### What this task involves
Leave out the pictures and repeat the rest of the material exactly.

- - - -

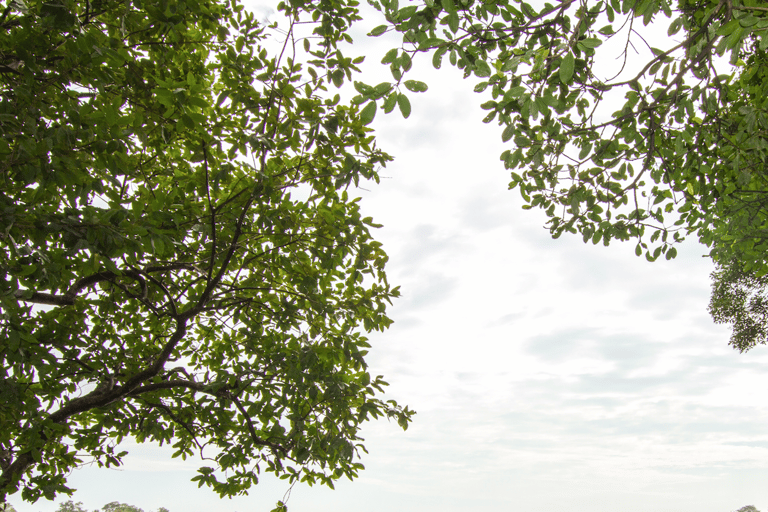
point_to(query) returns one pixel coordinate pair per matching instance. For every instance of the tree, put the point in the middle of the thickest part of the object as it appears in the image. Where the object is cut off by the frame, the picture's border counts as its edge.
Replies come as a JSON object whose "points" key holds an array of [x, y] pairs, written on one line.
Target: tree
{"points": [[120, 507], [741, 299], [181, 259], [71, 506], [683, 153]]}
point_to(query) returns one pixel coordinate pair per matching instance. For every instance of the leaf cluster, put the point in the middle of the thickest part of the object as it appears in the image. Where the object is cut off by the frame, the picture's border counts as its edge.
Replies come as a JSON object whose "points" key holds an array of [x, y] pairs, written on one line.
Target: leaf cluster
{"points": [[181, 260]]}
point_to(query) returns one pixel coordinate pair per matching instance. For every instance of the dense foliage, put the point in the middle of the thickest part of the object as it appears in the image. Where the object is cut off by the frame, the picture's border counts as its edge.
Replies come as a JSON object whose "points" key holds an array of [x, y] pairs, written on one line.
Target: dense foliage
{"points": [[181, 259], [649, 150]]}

- - - -

### Task answer
point_to(query) returns one pixel coordinate pair per matching instance. For every instance of the tree, put the point in the middle of the thickest part of the object as it appears in the image. Where the object is cut off by the frame, the picture's border counts as its edge.
Replies come as a JSON object whose "points" key holds an array of [x, y] pairs, written on one line.
Target: tree
{"points": [[120, 507], [741, 299], [181, 259], [71, 506], [683, 153]]}
point_to(query) returns one pixel coordinate pair per matching instance. For every instance of the leaf cluster, put the point in the middle of the thickest part of the object as it appears in the image. Where the object is cut off by the frame, the picture's border counts as its edge.
Replies come as a JSON object whose "points" key holds an array of [x, y] pairs, written on one line.
Target: leaf cluster
{"points": [[181, 260]]}
point_to(query) returns one pixel coordinate pair per matching instance. For every instance of the dense foliage, put the point in the middle of the thickest part of the object as it appears in the image. Where the object is cut off by the frame, the picture's border counts as its edge.
Replies come as a JSON object whose "points" key holds an array of [x, y] pairs, written on one line.
Target: dense foliage
{"points": [[181, 259], [649, 150]]}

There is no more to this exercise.